◆ SUPPLIED PASSAGE:
start

# carbon rims screeching under braking



## tankbirdfinder (Jun 22, 2012)

My apologies if my question was already answered, I checked generally and was unable to find an answer.
MY question: I have a new set of carbon rims for my road bike, I'm new to carbon rims. I purchased the ZIPP F1 pads and installed them new on the new carbon rims. Maybe I did something wrong, these things HOWL under heavy braking. No loss of modulation, no lack of power, no concerns with heat, just NOISY. Like a semi stopping without a load.
Is this normal? I thought no, but friends tell me carbon rims make all kinds of noises. I'm wondering.

Would some of you ladies and gentlemen with experience on carbon rims clue me in on what I can do to quite these things down. It noisy enough to be embarrassing under heavy braking on hills. 

Your knowledge sharing or direction to hyperlinks for self study would be greatly appreciated.

Wishing you sunny bike weather and no headwinds.


----------



## Jay Strongbow (May 8, 2010)

I'd first check the brake set up. This can happen with aluminum rims also if the brakes are out of whack so it may have nothing to do with your rims in particular.


----------



## Zen Cyclery (Mar 10, 2009)

What kind of rims are you running? Sometimes certain rims require certain pads. Aside from that, check the toe of the pads. Also check to make sure that the brake track is clean and free of residue. A paper towel with some isopropyl alcohol can help to clean off the tracks.


----------



## bwbishop (Sep 17, 2011)

Many carbon rims have a very distinctive noise when under heavy braking. I noticed that during my first Crit. Howling could be a good description, but you could also have something wrong.


----------



## Carbon_NiHM (Sep 4, 2011)

its just the nature of having carbon brake surface, my shimano 7801 c50's do the same at heavy braking, you'll get used to it. Although I'm yet to experience braking heavily on a descent.


----------



## RoadrunnerLXXI (Jun 3, 2012)

I recently installed a set of Boyd 38mm carbon clincher and experienced the same problem. I toe in the brake pads and almost got rid of the noise. It still screech a bit if I squeeze the brake and hold them. So I now I squeeze the brake levers like as if I am pumping the brakes of the car, quick intervals.


----------



## dkilburn (Aug 1, 2009)

Hey, I have Zipp 303 FC and Reynolds Assault, both 2012 and use the correct pads on each bike.
Yes, each make a noise. Zipp noise is different from the Reynolds noise, but both have some noise.
I clean them about every two weeks with alcohol, wheels & pads. 
The Zipp free hub is makes a lot of noise.
So far, this is what I have found.
.


----------



## bobonker (Feb 12, 2011)

I had a set of 2012 Reynolds Assaults and with their cryo blue pads, they howled like crazy. Never bothered to toe them in.

Now I have a set of Reynolds Attacks (older set with black Reynolds pads). I set the rear pads up with about 1mm of toe in. I forgot to do it on the front. The rears don't howl, the fronts do. So, I'm going to the set the fronts up with some toe in, too. Give it a try and see if it works for you.

Bob


----------



## jackmen (Jul 24, 2007)

I recently got my first set of Carbon clinchers 23MM wide by 50MM deep. They came with the blue carbon brake pads. I didn't like the sound or the braking with these pads.

Read a little and switched to the swiss black prince pads and these are much quieter and also stop much better. Still not quite like an alloy wheel but much better than with the blue pads.

Give them a try, they are not cheap but they do work.


----------

end

◆ RECORDED INFORMATION:
start

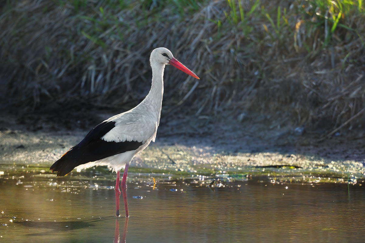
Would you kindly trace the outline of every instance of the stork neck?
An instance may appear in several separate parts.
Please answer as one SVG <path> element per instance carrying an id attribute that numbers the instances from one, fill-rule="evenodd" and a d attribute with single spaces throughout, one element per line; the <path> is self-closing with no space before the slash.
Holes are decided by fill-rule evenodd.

end

◆ YOUR INSTRUCTIONS: Reproduce word for word the part of the thread on noisy carbon rims starting with "## RoadrunnerLXXI (Jun" and going on through "on each bike.".

◆ EXERCISE ANSWER:
## RoadrunnerLXXI (Jun 3, 2012)

I recently installed a set of Boyd 38mm carbon clincher and experienced the same problem. I toe in the brake pads and almost got rid of the noise. It still screech a bit if I squeeze the brake and hold them. So I now I squeeze the brake levers like as if I am pumping the brakes of the car, quick intervals.


----------



## dkilburn (Aug 1, 2009)

Hey, I have Zipp 303 FC and Reynolds Assault, both 2012 and use the correct pads on each bike.